* Work order
Below are several records. Retype exactly those lines running from the one with "Query: player's right arm" through the one with "Query: white pitch line", end lines included, and no others.

[Point localization data]
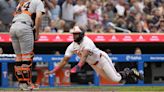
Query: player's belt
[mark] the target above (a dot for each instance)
(23, 23)
(98, 61)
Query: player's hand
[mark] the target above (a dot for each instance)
(75, 69)
(47, 73)
(36, 37)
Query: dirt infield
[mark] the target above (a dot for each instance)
(94, 89)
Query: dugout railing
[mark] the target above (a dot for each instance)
(51, 59)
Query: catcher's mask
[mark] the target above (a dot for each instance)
(78, 34)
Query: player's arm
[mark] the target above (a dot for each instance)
(37, 24)
(82, 61)
(49, 4)
(61, 64)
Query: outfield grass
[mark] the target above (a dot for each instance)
(99, 89)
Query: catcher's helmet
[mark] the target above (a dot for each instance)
(78, 34)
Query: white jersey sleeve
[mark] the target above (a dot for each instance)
(69, 50)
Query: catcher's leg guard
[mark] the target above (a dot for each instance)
(23, 71)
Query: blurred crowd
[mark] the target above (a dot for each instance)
(98, 16)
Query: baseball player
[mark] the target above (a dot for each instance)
(22, 35)
(96, 58)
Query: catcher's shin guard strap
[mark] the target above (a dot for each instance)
(27, 56)
(23, 71)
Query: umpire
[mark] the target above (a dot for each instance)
(23, 37)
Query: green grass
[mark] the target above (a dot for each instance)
(100, 88)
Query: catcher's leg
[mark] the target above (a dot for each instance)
(23, 74)
(23, 71)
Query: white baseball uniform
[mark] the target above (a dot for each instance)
(95, 55)
(21, 30)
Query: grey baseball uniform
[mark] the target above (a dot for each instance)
(21, 30)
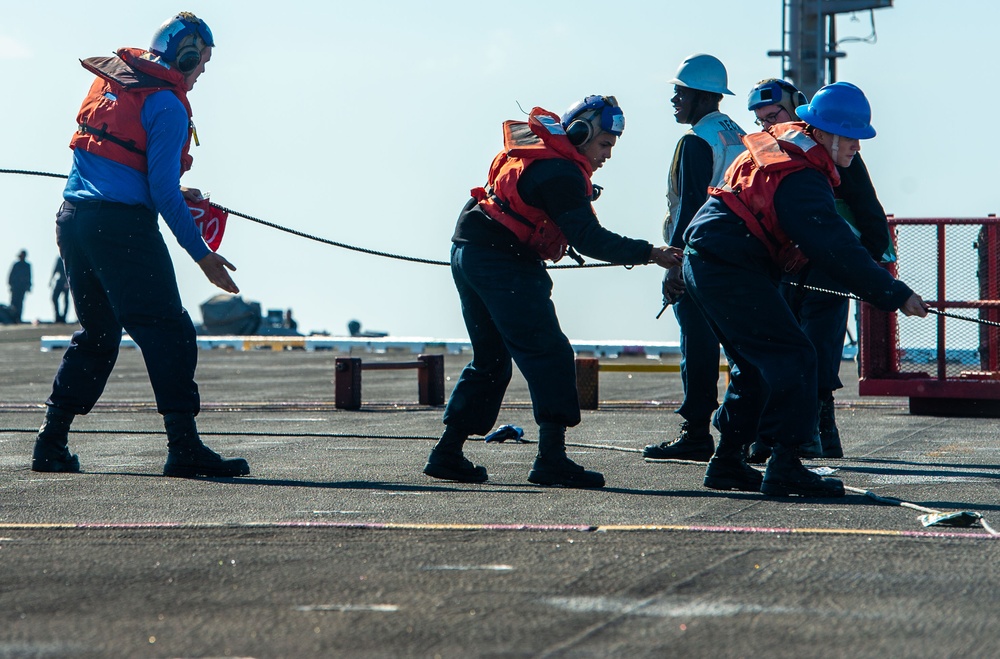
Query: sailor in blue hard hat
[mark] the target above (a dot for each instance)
(824, 317)
(774, 214)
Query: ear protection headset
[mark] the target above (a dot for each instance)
(181, 41)
(188, 57)
(579, 121)
(770, 92)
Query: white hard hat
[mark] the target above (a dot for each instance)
(704, 72)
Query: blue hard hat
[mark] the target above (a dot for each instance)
(839, 109)
(169, 36)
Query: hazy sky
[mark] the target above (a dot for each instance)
(368, 122)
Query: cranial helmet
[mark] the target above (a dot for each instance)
(593, 115)
(181, 40)
(839, 109)
(773, 91)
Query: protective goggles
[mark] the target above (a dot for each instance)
(768, 93)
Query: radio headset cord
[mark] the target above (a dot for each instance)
(413, 259)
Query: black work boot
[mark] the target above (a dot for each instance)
(694, 443)
(552, 467)
(812, 448)
(447, 462)
(52, 444)
(188, 457)
(759, 453)
(728, 470)
(829, 434)
(785, 476)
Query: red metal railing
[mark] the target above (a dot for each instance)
(955, 360)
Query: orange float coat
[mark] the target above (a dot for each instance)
(753, 178)
(109, 123)
(541, 137)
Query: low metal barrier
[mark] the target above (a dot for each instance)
(347, 379)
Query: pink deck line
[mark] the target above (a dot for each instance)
(389, 526)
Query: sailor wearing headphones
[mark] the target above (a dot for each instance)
(535, 206)
(130, 149)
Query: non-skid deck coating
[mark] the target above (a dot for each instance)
(337, 544)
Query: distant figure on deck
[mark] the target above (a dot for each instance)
(700, 159)
(60, 291)
(536, 206)
(354, 327)
(129, 152)
(19, 281)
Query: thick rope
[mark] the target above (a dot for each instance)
(981, 321)
(325, 241)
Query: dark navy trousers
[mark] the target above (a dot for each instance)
(823, 318)
(772, 387)
(700, 354)
(121, 276)
(509, 314)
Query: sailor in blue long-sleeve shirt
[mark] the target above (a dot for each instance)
(134, 131)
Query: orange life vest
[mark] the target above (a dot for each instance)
(541, 137)
(753, 178)
(109, 122)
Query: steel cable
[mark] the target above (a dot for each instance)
(325, 241)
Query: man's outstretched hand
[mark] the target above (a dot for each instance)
(216, 269)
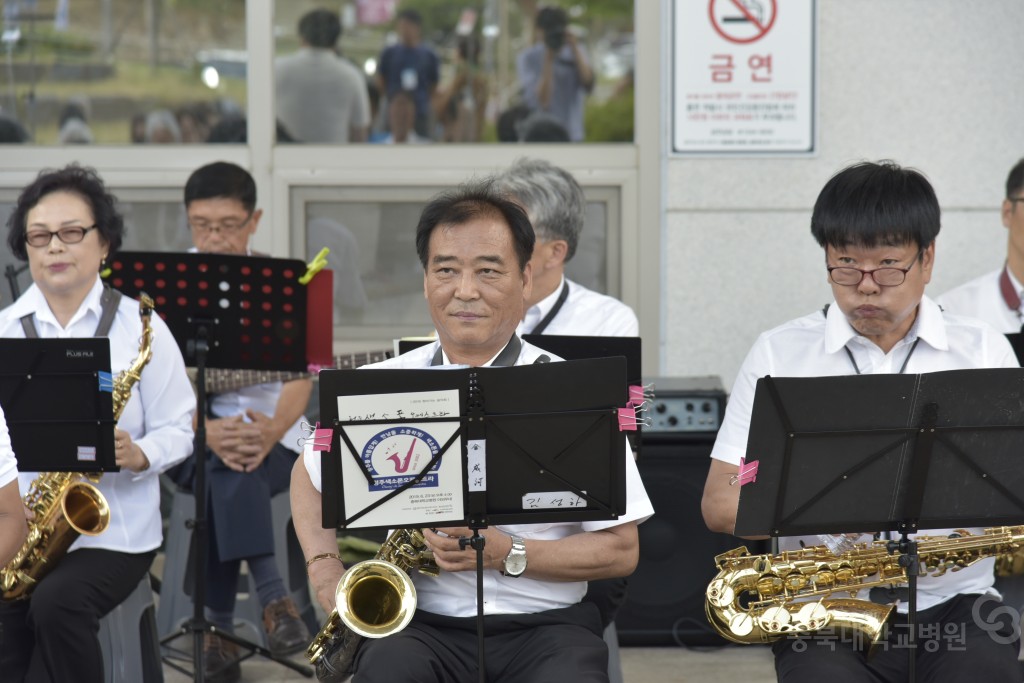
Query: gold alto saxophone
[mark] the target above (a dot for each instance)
(68, 504)
(375, 598)
(762, 598)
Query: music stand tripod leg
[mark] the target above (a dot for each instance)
(198, 626)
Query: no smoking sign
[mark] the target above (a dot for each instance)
(741, 20)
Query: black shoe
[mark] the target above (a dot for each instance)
(286, 633)
(221, 659)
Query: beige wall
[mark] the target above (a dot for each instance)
(934, 84)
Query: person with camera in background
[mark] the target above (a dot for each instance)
(554, 73)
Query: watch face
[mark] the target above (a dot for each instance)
(515, 563)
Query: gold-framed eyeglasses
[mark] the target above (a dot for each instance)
(71, 235)
(888, 276)
(228, 225)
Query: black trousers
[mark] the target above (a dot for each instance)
(968, 638)
(52, 636)
(554, 646)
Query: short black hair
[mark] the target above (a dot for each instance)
(221, 179)
(542, 128)
(872, 204)
(320, 28)
(469, 201)
(11, 131)
(508, 123)
(1015, 181)
(80, 180)
(551, 17)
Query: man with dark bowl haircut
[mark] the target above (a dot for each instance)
(877, 223)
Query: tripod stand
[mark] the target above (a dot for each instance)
(198, 626)
(210, 305)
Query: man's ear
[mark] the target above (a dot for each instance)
(254, 221)
(559, 249)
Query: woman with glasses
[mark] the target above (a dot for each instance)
(67, 225)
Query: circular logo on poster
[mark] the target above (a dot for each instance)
(395, 457)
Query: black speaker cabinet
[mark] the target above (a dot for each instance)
(665, 603)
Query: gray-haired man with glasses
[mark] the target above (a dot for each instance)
(995, 297)
(877, 223)
(252, 434)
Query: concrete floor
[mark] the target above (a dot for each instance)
(640, 665)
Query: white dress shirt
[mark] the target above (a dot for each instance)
(813, 346)
(8, 466)
(158, 416)
(982, 298)
(454, 594)
(585, 313)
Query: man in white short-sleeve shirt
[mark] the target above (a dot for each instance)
(475, 248)
(12, 525)
(995, 297)
(877, 223)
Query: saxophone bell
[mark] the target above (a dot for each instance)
(85, 509)
(375, 599)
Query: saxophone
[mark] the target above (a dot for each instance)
(762, 598)
(69, 504)
(375, 598)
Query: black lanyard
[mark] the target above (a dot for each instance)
(109, 302)
(543, 325)
(849, 353)
(508, 356)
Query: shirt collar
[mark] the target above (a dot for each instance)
(33, 301)
(929, 326)
(448, 361)
(541, 308)
(1016, 283)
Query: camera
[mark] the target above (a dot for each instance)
(554, 37)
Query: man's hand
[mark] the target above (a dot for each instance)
(451, 557)
(325, 574)
(127, 454)
(235, 441)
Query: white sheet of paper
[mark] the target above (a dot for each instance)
(394, 454)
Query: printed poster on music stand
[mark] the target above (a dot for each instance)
(379, 457)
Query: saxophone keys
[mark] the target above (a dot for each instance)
(775, 620)
(741, 624)
(720, 593)
(812, 615)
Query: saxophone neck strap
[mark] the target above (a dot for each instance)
(109, 302)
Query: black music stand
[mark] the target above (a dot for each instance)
(524, 453)
(70, 378)
(577, 347)
(876, 453)
(224, 311)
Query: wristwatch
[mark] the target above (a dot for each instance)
(515, 561)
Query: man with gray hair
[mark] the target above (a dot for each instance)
(556, 206)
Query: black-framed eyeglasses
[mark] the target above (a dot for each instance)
(227, 226)
(70, 236)
(888, 276)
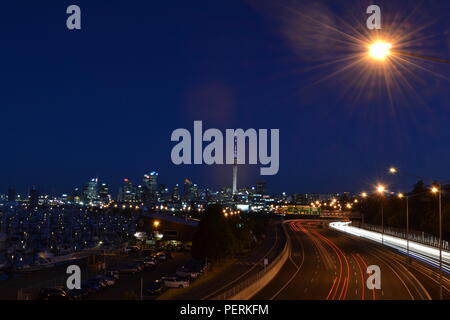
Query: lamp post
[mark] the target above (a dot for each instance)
(401, 196)
(380, 190)
(380, 50)
(438, 189)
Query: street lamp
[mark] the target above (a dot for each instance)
(438, 190)
(380, 50)
(401, 196)
(393, 170)
(381, 189)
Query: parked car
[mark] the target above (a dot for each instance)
(52, 294)
(161, 257)
(113, 273)
(76, 294)
(108, 280)
(129, 269)
(187, 272)
(156, 287)
(91, 286)
(175, 282)
(150, 262)
(130, 249)
(139, 264)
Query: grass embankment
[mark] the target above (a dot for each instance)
(215, 271)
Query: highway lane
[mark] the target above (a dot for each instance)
(326, 264)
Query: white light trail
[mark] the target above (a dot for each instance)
(417, 250)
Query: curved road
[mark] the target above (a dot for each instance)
(325, 264)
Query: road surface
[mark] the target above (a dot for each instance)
(326, 264)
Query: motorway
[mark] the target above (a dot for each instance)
(325, 264)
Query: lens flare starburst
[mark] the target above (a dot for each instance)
(379, 50)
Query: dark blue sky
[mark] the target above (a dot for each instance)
(103, 101)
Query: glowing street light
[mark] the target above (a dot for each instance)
(379, 50)
(381, 189)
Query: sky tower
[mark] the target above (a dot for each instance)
(235, 167)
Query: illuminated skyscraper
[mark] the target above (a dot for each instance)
(103, 193)
(235, 167)
(90, 191)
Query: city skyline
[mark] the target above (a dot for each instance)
(121, 96)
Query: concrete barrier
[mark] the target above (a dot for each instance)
(252, 286)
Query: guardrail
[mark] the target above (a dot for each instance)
(248, 288)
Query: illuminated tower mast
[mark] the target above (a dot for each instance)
(235, 167)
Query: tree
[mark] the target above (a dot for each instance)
(213, 238)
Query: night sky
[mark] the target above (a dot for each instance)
(104, 100)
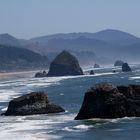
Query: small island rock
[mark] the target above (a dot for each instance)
(30, 104)
(41, 74)
(118, 63)
(126, 68)
(65, 64)
(96, 65)
(91, 72)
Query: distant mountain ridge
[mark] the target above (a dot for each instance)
(6, 39)
(108, 35)
(106, 45)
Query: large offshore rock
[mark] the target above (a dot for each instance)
(65, 64)
(96, 65)
(107, 101)
(41, 74)
(118, 63)
(126, 67)
(33, 103)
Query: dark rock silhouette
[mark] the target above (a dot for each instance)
(107, 101)
(65, 64)
(126, 68)
(118, 63)
(33, 103)
(91, 72)
(96, 65)
(41, 74)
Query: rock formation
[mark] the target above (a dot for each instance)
(65, 64)
(41, 74)
(107, 101)
(118, 63)
(96, 65)
(33, 103)
(91, 72)
(126, 68)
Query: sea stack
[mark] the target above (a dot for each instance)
(118, 63)
(126, 67)
(108, 101)
(30, 104)
(96, 65)
(65, 64)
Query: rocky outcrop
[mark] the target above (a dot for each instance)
(126, 67)
(107, 101)
(33, 103)
(91, 72)
(65, 64)
(41, 74)
(118, 63)
(96, 65)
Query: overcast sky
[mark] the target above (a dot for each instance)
(31, 18)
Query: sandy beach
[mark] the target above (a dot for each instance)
(15, 75)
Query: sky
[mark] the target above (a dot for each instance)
(32, 18)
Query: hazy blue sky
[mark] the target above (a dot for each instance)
(30, 18)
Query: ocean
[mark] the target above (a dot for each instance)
(67, 92)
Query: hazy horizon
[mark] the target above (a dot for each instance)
(28, 19)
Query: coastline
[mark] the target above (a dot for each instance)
(19, 74)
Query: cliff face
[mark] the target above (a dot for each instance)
(65, 64)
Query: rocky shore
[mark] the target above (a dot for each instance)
(30, 104)
(108, 101)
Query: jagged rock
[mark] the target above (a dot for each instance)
(91, 72)
(41, 74)
(65, 64)
(126, 67)
(107, 101)
(96, 65)
(118, 63)
(33, 103)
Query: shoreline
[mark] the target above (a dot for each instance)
(18, 74)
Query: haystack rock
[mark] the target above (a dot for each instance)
(91, 72)
(65, 64)
(108, 101)
(96, 65)
(30, 104)
(118, 63)
(126, 68)
(41, 74)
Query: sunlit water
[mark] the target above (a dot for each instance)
(68, 92)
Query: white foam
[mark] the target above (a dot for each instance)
(4, 109)
(134, 78)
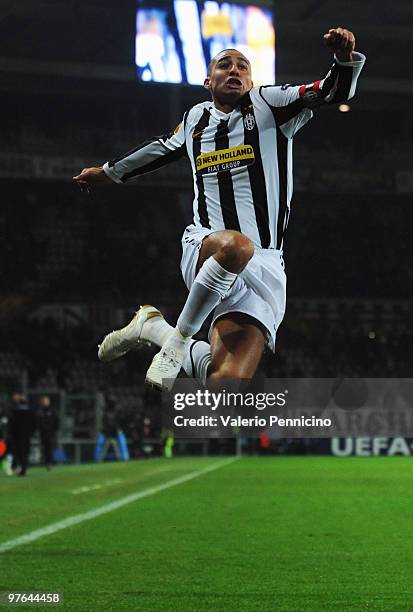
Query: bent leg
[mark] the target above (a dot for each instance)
(237, 345)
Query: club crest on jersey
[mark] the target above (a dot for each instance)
(249, 121)
(224, 160)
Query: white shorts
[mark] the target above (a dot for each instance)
(259, 291)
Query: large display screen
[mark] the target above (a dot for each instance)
(176, 39)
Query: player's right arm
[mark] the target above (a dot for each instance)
(147, 157)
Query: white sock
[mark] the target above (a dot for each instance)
(197, 360)
(156, 330)
(210, 286)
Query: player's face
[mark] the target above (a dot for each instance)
(230, 77)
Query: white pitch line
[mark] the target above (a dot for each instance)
(92, 514)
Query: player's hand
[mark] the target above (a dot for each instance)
(342, 42)
(89, 177)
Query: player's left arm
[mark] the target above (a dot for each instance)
(292, 105)
(147, 157)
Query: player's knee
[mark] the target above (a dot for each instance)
(236, 251)
(232, 371)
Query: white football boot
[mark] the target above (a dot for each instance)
(167, 364)
(128, 338)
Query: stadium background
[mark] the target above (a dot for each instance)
(75, 267)
(260, 533)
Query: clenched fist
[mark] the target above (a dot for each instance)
(90, 177)
(342, 42)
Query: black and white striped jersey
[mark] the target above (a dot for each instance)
(242, 161)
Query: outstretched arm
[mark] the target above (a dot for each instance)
(291, 104)
(149, 156)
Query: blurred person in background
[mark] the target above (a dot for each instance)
(22, 427)
(47, 423)
(112, 437)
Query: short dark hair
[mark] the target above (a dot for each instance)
(214, 60)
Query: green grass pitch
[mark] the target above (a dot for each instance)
(259, 534)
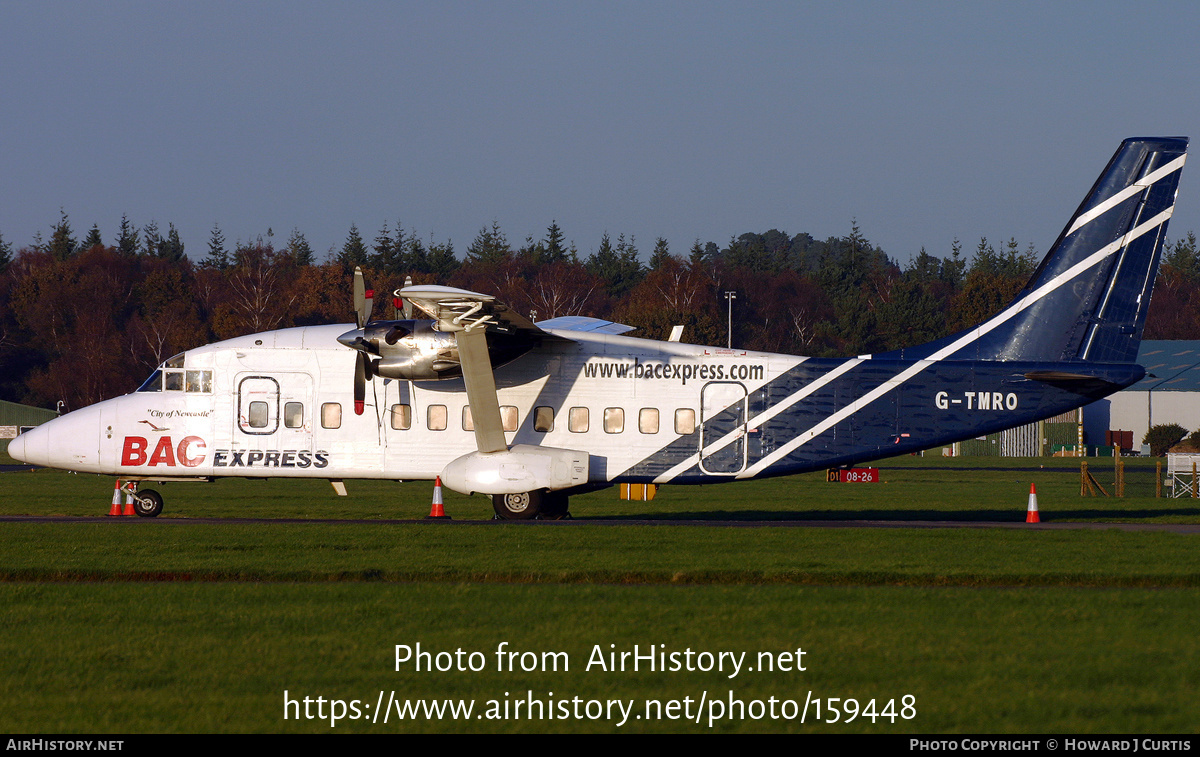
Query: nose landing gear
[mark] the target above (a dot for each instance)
(147, 503)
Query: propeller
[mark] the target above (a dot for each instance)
(364, 300)
(363, 371)
(363, 304)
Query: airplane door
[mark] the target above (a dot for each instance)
(258, 406)
(275, 416)
(723, 412)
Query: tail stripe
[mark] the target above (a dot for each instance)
(1126, 193)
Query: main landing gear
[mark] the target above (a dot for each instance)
(529, 505)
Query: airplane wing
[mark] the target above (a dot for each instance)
(457, 310)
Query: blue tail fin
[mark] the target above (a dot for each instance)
(1087, 300)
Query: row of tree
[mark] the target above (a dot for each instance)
(83, 320)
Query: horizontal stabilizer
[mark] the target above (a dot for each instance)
(582, 323)
(1078, 383)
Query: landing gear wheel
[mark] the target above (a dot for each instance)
(147, 503)
(553, 506)
(520, 506)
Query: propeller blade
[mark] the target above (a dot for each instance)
(360, 382)
(363, 305)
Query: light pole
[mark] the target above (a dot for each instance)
(729, 324)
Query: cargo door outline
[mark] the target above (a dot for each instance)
(723, 410)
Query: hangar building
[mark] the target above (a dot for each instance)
(1170, 394)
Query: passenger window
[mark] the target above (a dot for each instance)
(577, 420)
(648, 420)
(544, 420)
(331, 415)
(154, 383)
(509, 418)
(293, 414)
(437, 418)
(257, 414)
(613, 420)
(685, 421)
(401, 416)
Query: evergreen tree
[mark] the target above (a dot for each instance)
(660, 254)
(299, 248)
(63, 244)
(415, 257)
(127, 240)
(490, 246)
(442, 262)
(219, 257)
(1183, 259)
(604, 262)
(954, 269)
(354, 251)
(5, 254)
(93, 239)
(171, 248)
(151, 240)
(553, 248)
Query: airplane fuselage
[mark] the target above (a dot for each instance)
(280, 404)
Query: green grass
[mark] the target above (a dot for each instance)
(582, 553)
(132, 625)
(912, 488)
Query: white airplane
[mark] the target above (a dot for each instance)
(533, 413)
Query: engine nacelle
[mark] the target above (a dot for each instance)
(521, 468)
(415, 350)
(412, 350)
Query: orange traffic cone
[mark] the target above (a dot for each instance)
(115, 510)
(437, 510)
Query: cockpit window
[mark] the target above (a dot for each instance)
(199, 380)
(154, 383)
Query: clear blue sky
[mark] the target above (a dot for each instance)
(922, 120)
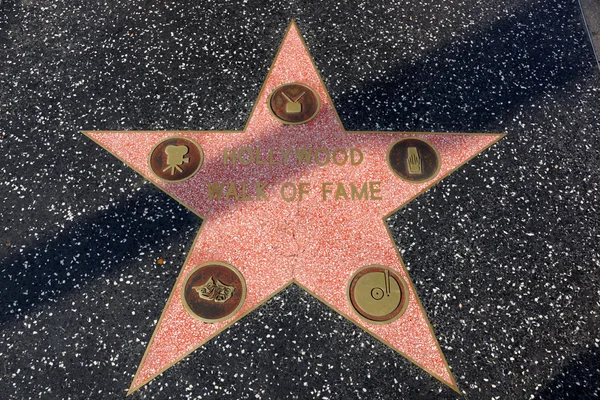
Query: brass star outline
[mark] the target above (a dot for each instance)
(121, 143)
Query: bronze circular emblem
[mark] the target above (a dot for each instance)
(378, 294)
(176, 159)
(294, 103)
(414, 160)
(214, 292)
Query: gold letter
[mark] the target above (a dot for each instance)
(356, 195)
(325, 190)
(361, 157)
(271, 161)
(229, 156)
(286, 154)
(335, 160)
(244, 197)
(304, 155)
(341, 191)
(327, 156)
(257, 157)
(374, 190)
(250, 154)
(302, 190)
(231, 192)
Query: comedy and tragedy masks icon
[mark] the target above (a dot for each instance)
(175, 157)
(217, 292)
(414, 161)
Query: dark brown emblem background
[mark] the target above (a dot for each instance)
(414, 160)
(294, 103)
(378, 294)
(201, 295)
(176, 159)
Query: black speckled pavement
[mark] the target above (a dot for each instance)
(504, 253)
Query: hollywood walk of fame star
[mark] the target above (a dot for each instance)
(261, 228)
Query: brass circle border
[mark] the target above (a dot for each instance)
(294, 83)
(437, 153)
(176, 180)
(242, 300)
(403, 285)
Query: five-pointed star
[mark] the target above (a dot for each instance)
(318, 244)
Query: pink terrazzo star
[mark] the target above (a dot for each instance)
(318, 244)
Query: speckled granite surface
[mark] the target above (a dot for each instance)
(504, 253)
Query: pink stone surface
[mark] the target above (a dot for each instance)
(317, 243)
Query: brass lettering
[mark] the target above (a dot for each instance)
(286, 154)
(373, 186)
(244, 196)
(354, 152)
(325, 190)
(319, 151)
(231, 191)
(356, 195)
(302, 189)
(249, 159)
(341, 192)
(257, 157)
(335, 159)
(304, 155)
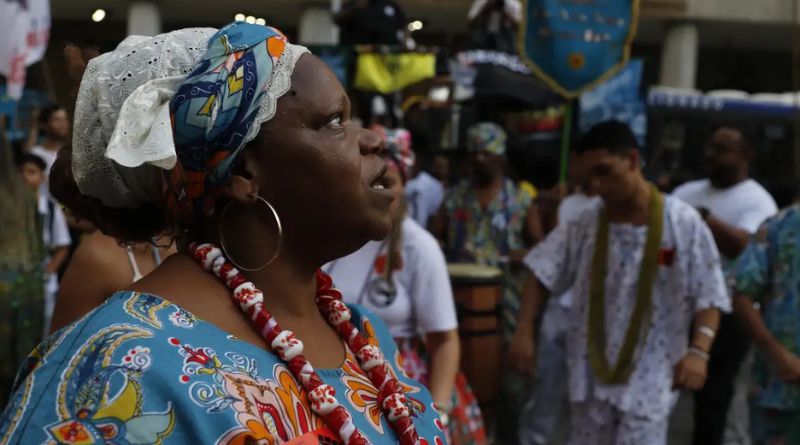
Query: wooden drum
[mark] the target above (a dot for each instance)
(478, 291)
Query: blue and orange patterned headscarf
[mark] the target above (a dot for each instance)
(397, 147)
(220, 107)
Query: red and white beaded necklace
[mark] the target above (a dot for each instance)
(391, 398)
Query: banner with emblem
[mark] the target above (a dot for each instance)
(575, 44)
(26, 26)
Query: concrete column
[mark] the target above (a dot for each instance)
(679, 56)
(317, 27)
(144, 19)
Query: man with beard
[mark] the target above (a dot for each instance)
(733, 206)
(642, 267)
(489, 220)
(54, 123)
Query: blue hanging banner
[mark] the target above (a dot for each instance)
(575, 44)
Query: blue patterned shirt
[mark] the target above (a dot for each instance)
(141, 370)
(769, 272)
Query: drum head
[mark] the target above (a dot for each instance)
(473, 273)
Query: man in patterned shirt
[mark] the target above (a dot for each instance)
(643, 267)
(768, 272)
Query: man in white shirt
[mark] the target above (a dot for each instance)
(642, 267)
(734, 206)
(493, 23)
(54, 122)
(547, 407)
(425, 195)
(55, 232)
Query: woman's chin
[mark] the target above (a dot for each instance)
(380, 227)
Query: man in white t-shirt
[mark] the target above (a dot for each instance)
(54, 123)
(425, 195)
(547, 406)
(493, 23)
(642, 268)
(734, 206)
(55, 232)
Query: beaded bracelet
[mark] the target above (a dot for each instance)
(699, 352)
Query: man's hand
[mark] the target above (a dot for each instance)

* Exercise result
Query: player's right arm
[mark] the target above (a dot for each instance)
(147, 157)
Query: white sock
[mark] the target above (a dot for each instance)
(197, 360)
(156, 330)
(210, 286)
Query: player's face
[mark] the target above (a dot for each instance)
(230, 77)
Query: white pitch line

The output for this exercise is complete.